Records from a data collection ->
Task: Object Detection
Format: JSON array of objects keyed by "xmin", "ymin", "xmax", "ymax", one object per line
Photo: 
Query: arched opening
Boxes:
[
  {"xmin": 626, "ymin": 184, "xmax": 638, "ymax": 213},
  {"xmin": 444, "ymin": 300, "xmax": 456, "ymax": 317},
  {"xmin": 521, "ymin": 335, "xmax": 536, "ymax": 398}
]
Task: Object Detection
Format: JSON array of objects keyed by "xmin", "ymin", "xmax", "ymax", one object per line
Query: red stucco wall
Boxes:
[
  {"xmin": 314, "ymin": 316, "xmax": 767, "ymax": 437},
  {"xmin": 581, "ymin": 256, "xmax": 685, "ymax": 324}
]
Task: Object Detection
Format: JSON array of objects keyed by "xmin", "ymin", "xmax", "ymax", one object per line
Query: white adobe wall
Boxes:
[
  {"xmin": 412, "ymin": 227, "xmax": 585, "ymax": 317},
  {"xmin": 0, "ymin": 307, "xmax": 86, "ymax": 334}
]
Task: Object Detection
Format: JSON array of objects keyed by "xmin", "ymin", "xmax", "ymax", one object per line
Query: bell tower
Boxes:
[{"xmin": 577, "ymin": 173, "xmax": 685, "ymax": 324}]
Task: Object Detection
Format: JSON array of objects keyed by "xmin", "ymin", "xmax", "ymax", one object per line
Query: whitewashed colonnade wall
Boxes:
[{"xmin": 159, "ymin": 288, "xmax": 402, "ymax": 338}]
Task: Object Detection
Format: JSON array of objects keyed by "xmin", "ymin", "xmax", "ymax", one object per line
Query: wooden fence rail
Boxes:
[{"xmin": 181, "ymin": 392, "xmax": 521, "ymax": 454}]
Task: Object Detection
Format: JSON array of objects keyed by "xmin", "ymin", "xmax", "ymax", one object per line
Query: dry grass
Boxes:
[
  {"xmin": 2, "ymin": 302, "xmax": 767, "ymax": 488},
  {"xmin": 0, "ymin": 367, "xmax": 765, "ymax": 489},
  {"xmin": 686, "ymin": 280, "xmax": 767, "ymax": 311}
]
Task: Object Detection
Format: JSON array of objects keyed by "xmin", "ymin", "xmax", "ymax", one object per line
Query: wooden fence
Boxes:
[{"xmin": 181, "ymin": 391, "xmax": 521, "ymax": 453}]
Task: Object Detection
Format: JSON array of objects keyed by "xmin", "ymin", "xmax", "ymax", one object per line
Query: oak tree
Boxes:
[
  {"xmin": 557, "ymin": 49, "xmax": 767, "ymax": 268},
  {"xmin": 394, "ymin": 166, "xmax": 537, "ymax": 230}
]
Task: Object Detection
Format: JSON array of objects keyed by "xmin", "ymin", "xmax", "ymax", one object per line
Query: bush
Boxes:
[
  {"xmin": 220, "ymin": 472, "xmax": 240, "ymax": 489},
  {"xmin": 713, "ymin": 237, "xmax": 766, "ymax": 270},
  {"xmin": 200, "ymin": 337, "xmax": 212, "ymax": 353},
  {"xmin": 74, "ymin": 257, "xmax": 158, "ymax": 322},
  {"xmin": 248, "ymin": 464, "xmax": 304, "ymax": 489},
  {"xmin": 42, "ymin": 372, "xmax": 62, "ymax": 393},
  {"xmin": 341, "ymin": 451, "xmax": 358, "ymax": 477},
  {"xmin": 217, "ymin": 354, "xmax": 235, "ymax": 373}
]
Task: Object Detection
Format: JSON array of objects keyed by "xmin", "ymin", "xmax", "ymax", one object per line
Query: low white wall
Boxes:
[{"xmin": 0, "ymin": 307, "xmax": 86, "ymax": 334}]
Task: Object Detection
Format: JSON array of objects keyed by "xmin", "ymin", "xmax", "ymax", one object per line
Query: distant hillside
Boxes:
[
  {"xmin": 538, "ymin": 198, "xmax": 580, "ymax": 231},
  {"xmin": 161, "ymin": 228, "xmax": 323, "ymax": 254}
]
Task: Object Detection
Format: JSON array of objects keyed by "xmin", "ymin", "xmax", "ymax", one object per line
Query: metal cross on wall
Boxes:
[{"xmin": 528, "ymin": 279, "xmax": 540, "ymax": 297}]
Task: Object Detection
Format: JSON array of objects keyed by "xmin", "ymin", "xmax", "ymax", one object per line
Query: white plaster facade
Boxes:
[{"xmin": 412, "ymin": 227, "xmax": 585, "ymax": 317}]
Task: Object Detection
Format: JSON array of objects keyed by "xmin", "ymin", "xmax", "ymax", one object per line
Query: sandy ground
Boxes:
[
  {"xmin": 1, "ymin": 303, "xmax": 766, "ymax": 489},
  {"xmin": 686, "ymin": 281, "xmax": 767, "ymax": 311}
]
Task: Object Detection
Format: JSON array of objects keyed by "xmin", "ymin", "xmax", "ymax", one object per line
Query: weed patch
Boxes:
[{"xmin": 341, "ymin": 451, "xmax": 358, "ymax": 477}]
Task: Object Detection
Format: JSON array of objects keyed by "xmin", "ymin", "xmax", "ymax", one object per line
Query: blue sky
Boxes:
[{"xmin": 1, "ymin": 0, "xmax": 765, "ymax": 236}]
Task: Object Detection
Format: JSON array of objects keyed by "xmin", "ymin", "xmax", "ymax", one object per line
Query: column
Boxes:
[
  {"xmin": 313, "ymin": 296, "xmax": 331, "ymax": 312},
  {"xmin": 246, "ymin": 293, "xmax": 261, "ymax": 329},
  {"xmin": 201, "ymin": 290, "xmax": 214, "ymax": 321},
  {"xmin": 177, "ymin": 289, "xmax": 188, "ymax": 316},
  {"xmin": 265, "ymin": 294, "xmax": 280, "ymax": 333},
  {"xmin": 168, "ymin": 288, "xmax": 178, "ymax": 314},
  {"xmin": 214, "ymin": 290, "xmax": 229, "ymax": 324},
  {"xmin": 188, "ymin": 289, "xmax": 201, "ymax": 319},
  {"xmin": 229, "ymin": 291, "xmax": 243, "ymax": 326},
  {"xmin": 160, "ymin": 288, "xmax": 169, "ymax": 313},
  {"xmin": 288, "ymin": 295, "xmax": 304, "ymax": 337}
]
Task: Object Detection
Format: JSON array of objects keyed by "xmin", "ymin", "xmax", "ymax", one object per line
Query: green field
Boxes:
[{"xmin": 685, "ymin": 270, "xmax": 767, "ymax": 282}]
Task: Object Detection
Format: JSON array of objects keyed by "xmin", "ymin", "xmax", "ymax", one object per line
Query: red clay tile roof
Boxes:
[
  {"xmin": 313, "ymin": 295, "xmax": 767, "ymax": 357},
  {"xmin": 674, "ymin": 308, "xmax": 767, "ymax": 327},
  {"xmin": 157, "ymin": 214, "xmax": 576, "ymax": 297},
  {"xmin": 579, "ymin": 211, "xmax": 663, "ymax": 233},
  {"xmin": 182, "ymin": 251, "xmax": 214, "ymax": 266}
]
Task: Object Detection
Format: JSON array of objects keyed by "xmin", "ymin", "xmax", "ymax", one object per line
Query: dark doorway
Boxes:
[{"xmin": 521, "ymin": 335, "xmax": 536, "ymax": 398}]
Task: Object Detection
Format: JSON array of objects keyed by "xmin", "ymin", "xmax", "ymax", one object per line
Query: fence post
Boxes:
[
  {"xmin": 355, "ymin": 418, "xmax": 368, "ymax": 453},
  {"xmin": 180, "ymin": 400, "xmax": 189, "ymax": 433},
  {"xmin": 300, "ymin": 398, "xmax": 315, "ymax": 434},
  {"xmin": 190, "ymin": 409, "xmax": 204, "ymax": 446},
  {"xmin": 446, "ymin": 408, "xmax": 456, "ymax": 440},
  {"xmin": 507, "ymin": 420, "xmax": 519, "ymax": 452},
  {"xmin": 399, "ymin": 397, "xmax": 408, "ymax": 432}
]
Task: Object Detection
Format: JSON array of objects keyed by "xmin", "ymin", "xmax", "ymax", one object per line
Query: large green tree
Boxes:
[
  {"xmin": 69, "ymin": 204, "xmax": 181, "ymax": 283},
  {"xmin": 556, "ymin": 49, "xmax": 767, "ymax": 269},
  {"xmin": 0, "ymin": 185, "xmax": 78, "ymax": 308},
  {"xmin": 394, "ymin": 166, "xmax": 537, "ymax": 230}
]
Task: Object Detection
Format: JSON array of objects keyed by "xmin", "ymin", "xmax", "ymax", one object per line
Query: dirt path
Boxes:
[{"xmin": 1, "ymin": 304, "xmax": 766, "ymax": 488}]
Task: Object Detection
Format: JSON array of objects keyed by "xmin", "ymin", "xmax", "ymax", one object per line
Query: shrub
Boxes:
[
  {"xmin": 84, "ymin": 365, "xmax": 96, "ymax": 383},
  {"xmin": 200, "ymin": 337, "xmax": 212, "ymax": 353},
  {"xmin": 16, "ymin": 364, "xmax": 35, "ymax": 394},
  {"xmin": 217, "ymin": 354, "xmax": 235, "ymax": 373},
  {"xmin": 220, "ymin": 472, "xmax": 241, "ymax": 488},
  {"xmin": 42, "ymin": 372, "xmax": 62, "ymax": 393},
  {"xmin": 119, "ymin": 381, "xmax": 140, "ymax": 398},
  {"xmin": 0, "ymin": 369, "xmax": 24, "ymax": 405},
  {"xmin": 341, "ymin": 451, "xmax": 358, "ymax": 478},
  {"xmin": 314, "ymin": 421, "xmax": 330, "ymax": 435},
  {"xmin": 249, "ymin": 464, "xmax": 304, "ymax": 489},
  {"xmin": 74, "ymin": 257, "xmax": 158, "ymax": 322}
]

Task brief -> A single number is required: the count of lines in the data that contain the string "fence".

Solution to the exercise -> 3